HUB: Make Lab
- Location: Manila, Metro Manila, Philippines
- Coordinates: 14°35′56.0″N 120°58′47.3″E﻿ / ﻿14.598889°N 120.979806°E
- Address: First United Building, 413, Escolta Street, Binondo, Manila
- Opening date: 2016
- Owner: Sylianteng family Escolta Commercial Association Inc.
- No. of stores and services: varies
- No. of anchor tenants: 3
- No. of floors: 1
- Public transit access: Carriedo
- Website: HUB:Make Lab

= HUB: Make Lab =

HUB: Make Lab also known as the Hub, is an adaptive reuse, incubator space for creative startups and artists which also acts as an alternative shopping center. Located within the former space occupied by Berg's Department Store in First United Building in Escolta St., Binondo, Manila, Philippines.

Opened in 2016 after the success of the Saturday X Future Market, organized by the artist collective, 98B COLLABoratory along with the increasing foot traffic in Escolta during its first street party known as the Escolta Block Party. HUB: Make Lab is a project of 98B COLLABoratory and the First United Building. In December 2018, it has since then evolved into its own organization serving its creative and action-oriented communities. It has also become a reference for other new creative hubs in the Philippines, one notable example is Pineapple Lab, formerly located in Poblacion, Makati City which was closed down in 2020 due to COVID-19 pandemic.

==History==

Established in 2012, the artist collective 98B COLLABoratory opened its current studio at the mezzanine of the First United Building.
 In 2013, 98B started their monthly Saturday X Future Market as an attempt to revitalize the historic Escolta street.

==Tenants==
HUB: Make Lab is an alternative shopping space where local creatives promote their works and crafts. It also hosted some exhibitions within the spaces as well. Each space is leasable ranging from 6.12 to 12.25 square meters and serve 22 businesses.

Alongside its art and culture-focused retail spaces, HUB: Make Lab also has three permanent tenants within the space.

===Fred's Revolución===
Opened its first branch in Cubao Expo, the second branch of Fred's Revolución is a rustic pub located adjacent to HUB itself.

===The Den: Coffee & Contemporary Culture===
The Den is a coffee shop located at the back of First United Building. It also acts as a space where Philippine coffee and contemporary culture intersect through programming that explores art, design, music, lifestyle, emerging communities, and new ideas.

===Folk 1006===
A rustic barbershop derived from the words, Folk which meant common people and 1006, the area code of the Binondo district where Escolta Street is located.

Task objective: Write out the passage about HUB: Make Lab word for word, starting with "Alongside its art" and going on through "and new ideas.". The records have no connection to the text.

Information shown:
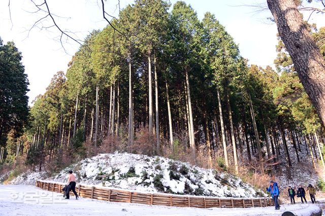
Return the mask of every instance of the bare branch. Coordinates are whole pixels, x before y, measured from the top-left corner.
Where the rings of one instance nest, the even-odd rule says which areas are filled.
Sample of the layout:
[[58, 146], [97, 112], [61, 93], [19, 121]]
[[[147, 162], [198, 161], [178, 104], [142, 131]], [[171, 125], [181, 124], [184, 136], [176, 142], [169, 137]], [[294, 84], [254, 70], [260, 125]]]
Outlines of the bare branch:
[[11, 22], [11, 28], [10, 30], [12, 30], [13, 27], [14, 27], [14, 23], [12, 22], [12, 19], [11, 19], [11, 11], [10, 10], [10, 0], [9, 0], [8, 8], [9, 9], [9, 17], [10, 18], [10, 22]]

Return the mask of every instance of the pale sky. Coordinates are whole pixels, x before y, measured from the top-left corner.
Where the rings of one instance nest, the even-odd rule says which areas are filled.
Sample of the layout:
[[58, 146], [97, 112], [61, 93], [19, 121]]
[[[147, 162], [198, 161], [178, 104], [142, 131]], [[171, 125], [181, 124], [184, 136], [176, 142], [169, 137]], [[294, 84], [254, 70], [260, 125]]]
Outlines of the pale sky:
[[[35, 0], [41, 3], [42, 0]], [[44, 94], [53, 75], [59, 71], [67, 71], [68, 63], [78, 50], [79, 44], [69, 40], [64, 47], [58, 41], [60, 33], [54, 27], [41, 29], [51, 25], [49, 19], [44, 20], [28, 32], [34, 23], [43, 17], [40, 12], [31, 13], [36, 8], [30, 0], [11, 0], [10, 9], [13, 24], [10, 21], [8, 3], [0, 1], [0, 37], [5, 43], [13, 41], [23, 56], [23, 64], [28, 75], [30, 91], [29, 104], [35, 97]], [[102, 29], [108, 24], [102, 18], [99, 0], [48, 0], [51, 13], [56, 22], [64, 30], [74, 33], [74, 37], [83, 40], [93, 29]], [[171, 0], [174, 4], [176, 0]], [[275, 46], [277, 43], [276, 26], [267, 19], [272, 15], [268, 10], [256, 13], [249, 7], [237, 7], [243, 4], [264, 4], [266, 0], [185, 0], [197, 11], [202, 19], [205, 12], [209, 11], [216, 16], [220, 22], [239, 45], [243, 57], [249, 64], [265, 67], [273, 66], [276, 56]], [[107, 1], [106, 10], [110, 15], [116, 16], [117, 0]], [[131, 0], [120, 0], [121, 8], [133, 3]], [[309, 14], [305, 14], [309, 16]], [[323, 16], [314, 13], [309, 22], [315, 22], [320, 27], [325, 25]], [[29, 34], [28, 34], [29, 33]]]

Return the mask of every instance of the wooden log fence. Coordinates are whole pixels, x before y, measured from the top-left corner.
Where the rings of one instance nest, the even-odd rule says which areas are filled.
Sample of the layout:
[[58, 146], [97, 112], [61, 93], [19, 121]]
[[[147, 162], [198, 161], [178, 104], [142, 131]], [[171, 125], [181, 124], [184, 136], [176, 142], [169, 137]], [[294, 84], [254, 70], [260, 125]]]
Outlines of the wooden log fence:
[[[38, 180], [36, 187], [53, 192], [63, 193], [63, 183]], [[197, 208], [250, 208], [274, 205], [271, 198], [237, 198], [177, 195], [170, 194], [140, 193], [132, 191], [78, 184], [76, 187], [80, 197], [109, 202], [128, 202], [147, 205]], [[70, 194], [74, 196], [72, 191]]]

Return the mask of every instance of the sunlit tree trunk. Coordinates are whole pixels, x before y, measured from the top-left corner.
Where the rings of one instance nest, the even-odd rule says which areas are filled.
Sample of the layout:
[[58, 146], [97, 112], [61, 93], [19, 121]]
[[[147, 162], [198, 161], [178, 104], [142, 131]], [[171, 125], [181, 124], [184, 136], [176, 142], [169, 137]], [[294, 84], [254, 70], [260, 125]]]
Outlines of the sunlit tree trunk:
[[230, 124], [230, 132], [232, 136], [232, 142], [233, 144], [233, 151], [234, 152], [234, 164], [235, 165], [235, 172], [236, 175], [238, 175], [238, 161], [237, 160], [237, 151], [236, 147], [236, 140], [235, 138], [235, 132], [234, 132], [234, 125], [233, 124], [233, 115], [232, 114], [231, 107], [230, 106], [230, 100], [229, 98], [229, 92], [227, 92], [227, 106], [228, 107], [228, 112], [229, 116], [229, 122]]
[[171, 105], [169, 101], [169, 90], [168, 89], [168, 82], [166, 80], [166, 96], [167, 97], [167, 109], [168, 109], [168, 122], [169, 125], [169, 137], [171, 143], [172, 152], [174, 153], [174, 139], [173, 138], [173, 122], [172, 122], [172, 112], [171, 111]]
[[114, 81], [114, 85], [113, 87], [113, 108], [112, 108], [112, 126], [111, 127], [111, 134], [112, 137], [115, 135], [115, 81]]
[[319, 157], [320, 157], [320, 161], [321, 161], [321, 164], [323, 165], [323, 169], [325, 170], [325, 164], [324, 164], [324, 159], [323, 158], [323, 154], [320, 150], [320, 146], [319, 145], [319, 141], [318, 141], [318, 137], [316, 133], [316, 131], [314, 131], [314, 136], [315, 139], [316, 139], [316, 143], [317, 144], [317, 147], [318, 148], [318, 152], [319, 153]]
[[99, 94], [98, 83], [96, 84], [96, 114], [95, 115], [95, 142], [94, 142], [94, 155], [97, 155], [97, 144], [98, 144], [98, 115], [99, 115], [99, 107], [98, 107], [98, 94]]
[[220, 92], [217, 89], [217, 96], [218, 97], [218, 105], [219, 106], [219, 115], [220, 116], [220, 124], [221, 128], [221, 136], [222, 137], [222, 147], [223, 147], [223, 156], [224, 157], [224, 162], [227, 169], [229, 167], [228, 162], [228, 153], [227, 152], [227, 144], [225, 140], [225, 133], [224, 132], [224, 126], [223, 125], [223, 117], [222, 117], [222, 109], [221, 108], [221, 101], [220, 98]]
[[111, 136], [111, 129], [112, 129], [112, 95], [113, 92], [113, 86], [112, 84], [111, 84], [110, 87], [110, 114], [108, 118], [108, 136]]
[[75, 110], [75, 121], [73, 125], [73, 136], [76, 135], [76, 130], [77, 130], [77, 112], [78, 111], [78, 100], [79, 98], [79, 92], [77, 93], [77, 100], [76, 100], [76, 109]]
[[156, 66], [156, 57], [154, 57], [154, 83], [155, 90], [155, 105], [156, 105], [156, 150], [158, 154], [160, 151], [160, 134], [159, 128], [159, 107], [158, 103], [158, 78], [157, 77], [157, 67]]
[[253, 122], [253, 128], [254, 129], [254, 133], [255, 134], [255, 139], [256, 139], [256, 143], [257, 146], [257, 150], [258, 151], [258, 159], [261, 163], [262, 172], [264, 172], [264, 163], [263, 162], [263, 158], [262, 157], [262, 149], [261, 148], [261, 142], [259, 141], [259, 135], [258, 135], [258, 132], [257, 131], [257, 127], [256, 125], [256, 121], [255, 120], [255, 114], [254, 113], [254, 108], [253, 107], [253, 104], [252, 103], [252, 99], [250, 97], [250, 94], [248, 93], [248, 98], [249, 102], [249, 107], [250, 108], [250, 114], [252, 117], [252, 121]]
[[132, 83], [132, 68], [131, 65], [131, 53], [129, 53], [128, 62], [128, 137], [127, 139], [127, 151], [129, 153], [131, 150], [131, 145], [133, 145], [133, 83]]

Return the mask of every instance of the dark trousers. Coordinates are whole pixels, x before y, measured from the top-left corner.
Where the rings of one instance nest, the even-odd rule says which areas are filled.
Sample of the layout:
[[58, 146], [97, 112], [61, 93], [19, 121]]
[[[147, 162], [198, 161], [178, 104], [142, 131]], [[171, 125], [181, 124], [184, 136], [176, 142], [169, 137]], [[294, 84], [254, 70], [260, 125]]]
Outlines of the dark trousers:
[[70, 198], [70, 195], [69, 195], [69, 192], [70, 191], [72, 191], [76, 197], [78, 197], [78, 194], [76, 192], [76, 182], [71, 181], [70, 183], [69, 183], [69, 185], [71, 187], [70, 187], [70, 190], [67, 192], [67, 199], [69, 199]]
[[275, 205], [276, 209], [280, 208], [280, 205], [279, 205], [279, 201], [278, 200], [278, 196], [274, 196], [273, 197], [273, 201], [274, 201], [274, 204]]
[[301, 198], [301, 202], [304, 203], [304, 200], [303, 200], [303, 198], [305, 200], [305, 202], [307, 203], [307, 200], [306, 200], [306, 197], [305, 196], [305, 194], [303, 195], [300, 195], [300, 198]]
[[296, 203], [296, 202], [295, 201], [295, 195], [294, 195], [293, 194], [290, 195], [290, 201], [291, 202], [291, 203], [292, 203], [292, 201], [294, 202], [294, 203]]
[[313, 194], [309, 194], [309, 195], [310, 195], [310, 199], [311, 199], [311, 202], [314, 203], [315, 202], [316, 202], [316, 200], [315, 199], [315, 195], [314, 195]]

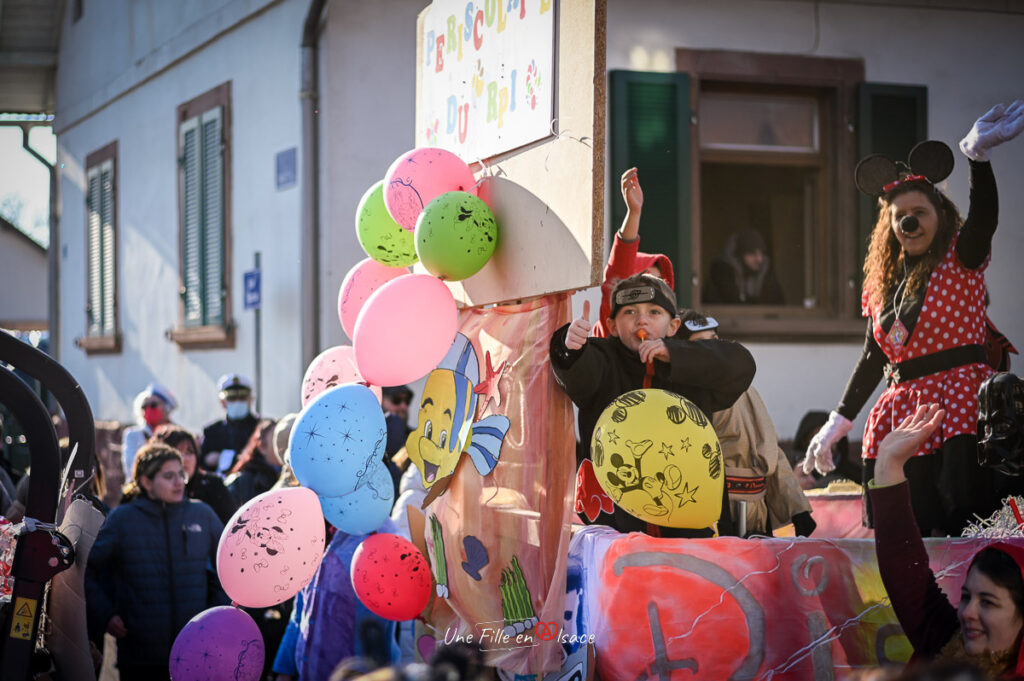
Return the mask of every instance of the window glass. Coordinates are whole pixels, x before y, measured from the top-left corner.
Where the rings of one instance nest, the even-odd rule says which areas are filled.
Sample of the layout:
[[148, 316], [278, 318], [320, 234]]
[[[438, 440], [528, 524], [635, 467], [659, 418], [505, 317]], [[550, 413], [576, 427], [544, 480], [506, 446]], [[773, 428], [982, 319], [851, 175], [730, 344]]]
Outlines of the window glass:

Response:
Alongside its art and culture-focused retail spaces, HUB: Make Lab also has three permanent tenants within the space.

===Fred's Revolución===
Opened its first branch in Cubao Expo, the second branch of Fred's Revolución is a rustic pub located adjacent to HUB itself.

===The Den: Coffee & Contemporary Culture===
The Den is a coffee shop located at the back of First United Building. It also acts as a space where Philippine coffee and contemporary culture intersect through programming that explores art, design, music, lifestyle, emerging communities, and new ideas.